_What this task involves_.
Restate word for word the lines in the listing below, starting at the line containing "tower, with integer pixel coordinates." and ending at the line containing "Query: lighthouse tower", both included; leave out the rest.

Start of Dataset entries

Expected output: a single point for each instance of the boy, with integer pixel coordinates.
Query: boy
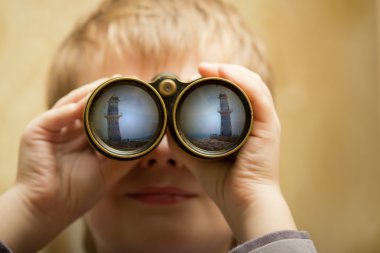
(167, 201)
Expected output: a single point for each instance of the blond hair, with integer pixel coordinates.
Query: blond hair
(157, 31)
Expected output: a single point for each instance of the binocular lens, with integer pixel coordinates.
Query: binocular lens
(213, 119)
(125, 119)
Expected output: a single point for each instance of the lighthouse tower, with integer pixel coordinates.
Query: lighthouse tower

End of Dataset entries
Start of Dataset entries

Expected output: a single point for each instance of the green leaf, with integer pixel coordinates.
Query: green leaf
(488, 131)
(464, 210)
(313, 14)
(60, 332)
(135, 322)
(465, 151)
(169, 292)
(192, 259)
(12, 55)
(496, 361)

End of Dataset entries
Start of Dataset entries

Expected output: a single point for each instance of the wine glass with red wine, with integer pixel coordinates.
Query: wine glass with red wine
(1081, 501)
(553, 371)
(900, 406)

End of Dataset entries

_Output_.
Expected output: a single point for each instance of the lighthouse tower, with integer pixel coordinates.
Query: lighthouse tower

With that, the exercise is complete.